====== Task data ======

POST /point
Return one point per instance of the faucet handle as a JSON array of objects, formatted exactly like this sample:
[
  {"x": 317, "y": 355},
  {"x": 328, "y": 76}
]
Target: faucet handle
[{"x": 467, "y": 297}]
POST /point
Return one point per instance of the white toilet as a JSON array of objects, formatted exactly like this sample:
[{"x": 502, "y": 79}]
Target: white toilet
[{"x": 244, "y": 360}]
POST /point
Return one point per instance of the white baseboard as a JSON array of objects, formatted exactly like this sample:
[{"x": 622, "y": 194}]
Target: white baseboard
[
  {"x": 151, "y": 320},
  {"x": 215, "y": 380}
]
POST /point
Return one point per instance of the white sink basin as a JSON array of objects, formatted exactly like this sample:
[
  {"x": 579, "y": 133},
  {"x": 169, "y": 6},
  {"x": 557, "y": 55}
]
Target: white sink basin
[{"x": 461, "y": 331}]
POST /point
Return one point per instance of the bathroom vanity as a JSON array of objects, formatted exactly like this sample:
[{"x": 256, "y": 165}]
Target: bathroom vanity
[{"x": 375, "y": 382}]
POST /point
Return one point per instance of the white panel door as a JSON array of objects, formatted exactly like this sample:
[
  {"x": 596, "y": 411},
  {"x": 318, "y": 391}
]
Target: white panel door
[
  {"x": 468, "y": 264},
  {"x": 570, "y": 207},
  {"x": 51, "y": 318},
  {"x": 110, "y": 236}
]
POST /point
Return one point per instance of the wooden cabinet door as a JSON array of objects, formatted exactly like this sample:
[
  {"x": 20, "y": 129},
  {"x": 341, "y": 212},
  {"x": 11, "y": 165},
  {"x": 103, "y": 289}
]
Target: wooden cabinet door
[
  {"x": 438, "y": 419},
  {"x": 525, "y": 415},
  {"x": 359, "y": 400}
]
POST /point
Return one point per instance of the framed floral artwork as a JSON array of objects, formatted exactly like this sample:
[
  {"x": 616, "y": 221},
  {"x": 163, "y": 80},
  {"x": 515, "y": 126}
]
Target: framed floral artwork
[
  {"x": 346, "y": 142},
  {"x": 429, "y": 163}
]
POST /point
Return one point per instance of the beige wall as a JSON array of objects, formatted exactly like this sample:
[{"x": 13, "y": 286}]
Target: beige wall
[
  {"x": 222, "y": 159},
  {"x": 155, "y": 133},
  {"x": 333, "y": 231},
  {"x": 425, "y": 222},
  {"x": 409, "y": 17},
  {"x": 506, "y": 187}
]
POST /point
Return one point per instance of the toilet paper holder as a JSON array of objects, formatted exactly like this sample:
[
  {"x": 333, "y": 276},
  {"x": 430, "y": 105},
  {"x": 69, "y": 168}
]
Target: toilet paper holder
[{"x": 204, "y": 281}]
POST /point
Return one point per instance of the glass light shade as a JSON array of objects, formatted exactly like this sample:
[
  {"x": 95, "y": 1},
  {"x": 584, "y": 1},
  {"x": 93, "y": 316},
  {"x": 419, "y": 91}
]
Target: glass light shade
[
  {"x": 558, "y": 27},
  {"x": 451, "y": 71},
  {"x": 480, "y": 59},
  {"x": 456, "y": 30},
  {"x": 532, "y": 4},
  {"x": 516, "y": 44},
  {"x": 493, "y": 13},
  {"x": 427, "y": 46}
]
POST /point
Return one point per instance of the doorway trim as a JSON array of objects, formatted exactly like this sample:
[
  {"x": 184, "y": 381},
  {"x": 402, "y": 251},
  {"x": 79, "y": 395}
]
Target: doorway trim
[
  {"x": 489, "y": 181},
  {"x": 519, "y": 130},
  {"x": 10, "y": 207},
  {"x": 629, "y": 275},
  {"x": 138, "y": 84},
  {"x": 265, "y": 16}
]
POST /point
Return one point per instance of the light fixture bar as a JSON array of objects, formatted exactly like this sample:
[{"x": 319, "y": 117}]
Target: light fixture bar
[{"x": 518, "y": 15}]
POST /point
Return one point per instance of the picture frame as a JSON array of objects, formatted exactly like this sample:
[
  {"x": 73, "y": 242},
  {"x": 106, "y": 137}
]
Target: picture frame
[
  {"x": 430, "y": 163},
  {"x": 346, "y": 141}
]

======

• Task brief: Set down the material exactly, keeping every line.

• Response area:
POST /point
Return one point per instance of the faucet handle as a JSON array of objects, formatted exactly like this sample:
[
  {"x": 317, "y": 355},
  {"x": 328, "y": 76}
]
Target: faucet handle
[{"x": 467, "y": 297}]
POST /point
Return one point per instance of the white toilet as a JSON array of objects, formatted exactly like this sample:
[{"x": 502, "y": 79}]
Target: white toilet
[{"x": 244, "y": 360}]
POST /point
Return one point per instance of the white baseboard as a JSON array of objects, formatted exactly like this sample:
[{"x": 622, "y": 194}]
Target: white baseboard
[
  {"x": 151, "y": 320},
  {"x": 215, "y": 380}
]
POST /point
Return one point per instance of the white sink basin as a JSON array of objects, formatted exactly like this sample:
[
  {"x": 579, "y": 133},
  {"x": 169, "y": 6},
  {"x": 557, "y": 55}
]
Target: white sink basin
[{"x": 461, "y": 331}]
POST /point
Return one point per instance of the bathroom vanity as a JSON array of objects, formatted exactly like this sample:
[{"x": 256, "y": 165}]
Target: bathroom vanity
[{"x": 375, "y": 382}]
POST /point
Return one point per instance of the white panel door as a JSON array of objects, formatted exactly like this sample:
[
  {"x": 596, "y": 411},
  {"x": 318, "y": 391}
]
Target: white panel door
[
  {"x": 468, "y": 264},
  {"x": 570, "y": 207},
  {"x": 51, "y": 318},
  {"x": 110, "y": 236}
]
POST /point
Return one point per instance of the wooden cabinet door as a JSON array of objects, formatted exactly like this sample:
[
  {"x": 20, "y": 129},
  {"x": 341, "y": 212},
  {"x": 11, "y": 165},
  {"x": 103, "y": 289}
]
Target: wooden cabinet door
[
  {"x": 438, "y": 419},
  {"x": 525, "y": 415},
  {"x": 359, "y": 400}
]
POST /point
Return one point per instance of the framed floral artwork as a JSON array of objects, formatted exactly like this sample:
[
  {"x": 616, "y": 221},
  {"x": 163, "y": 80},
  {"x": 515, "y": 126}
]
Target: framed floral artwork
[
  {"x": 346, "y": 142},
  {"x": 429, "y": 163}
]
POST /point
Return one point per instance of the beige wall as a JSON array of objects, formatted exactly like this sample:
[{"x": 13, "y": 286}]
Target: beige wall
[
  {"x": 222, "y": 159},
  {"x": 155, "y": 133},
  {"x": 333, "y": 231},
  {"x": 425, "y": 222},
  {"x": 409, "y": 17},
  {"x": 506, "y": 187}
]
POST /point
Return one point per instance of the toilet paper holder as a JSON array of objects, formatted exactly like this sample:
[
  {"x": 333, "y": 276},
  {"x": 430, "y": 105},
  {"x": 69, "y": 168}
]
Target: toilet paper holder
[{"x": 204, "y": 281}]
POST /point
Return one point per instance of the glass light shade as a JSON array of objects, formatted exactly like this sample:
[
  {"x": 95, "y": 1},
  {"x": 584, "y": 1},
  {"x": 93, "y": 316},
  {"x": 419, "y": 91}
]
Target: glass light shade
[
  {"x": 558, "y": 27},
  {"x": 451, "y": 71},
  {"x": 480, "y": 59},
  {"x": 456, "y": 30},
  {"x": 532, "y": 4},
  {"x": 516, "y": 44},
  {"x": 493, "y": 13},
  {"x": 427, "y": 46}
]
POST /point
Return one point per instance of the doorway trim as a JSON array of objects, formatted exactly like this sample:
[
  {"x": 184, "y": 381},
  {"x": 402, "y": 251},
  {"x": 79, "y": 395}
]
Target: doorway trim
[
  {"x": 489, "y": 181},
  {"x": 519, "y": 130},
  {"x": 10, "y": 207},
  {"x": 629, "y": 275},
  {"x": 138, "y": 84},
  {"x": 265, "y": 16}
]
POST /point
Return one point per instance of the light fixture bar as a JSON array of objects, formatted exactly like this sample:
[{"x": 319, "y": 117}]
Target: light fixture bar
[{"x": 518, "y": 15}]
POST /point
Return one point per instance of the picture frame as a JSON array of objects, formatted exactly like this sample:
[
  {"x": 73, "y": 242},
  {"x": 106, "y": 137}
]
Target: picture frame
[
  {"x": 430, "y": 163},
  {"x": 346, "y": 141}
]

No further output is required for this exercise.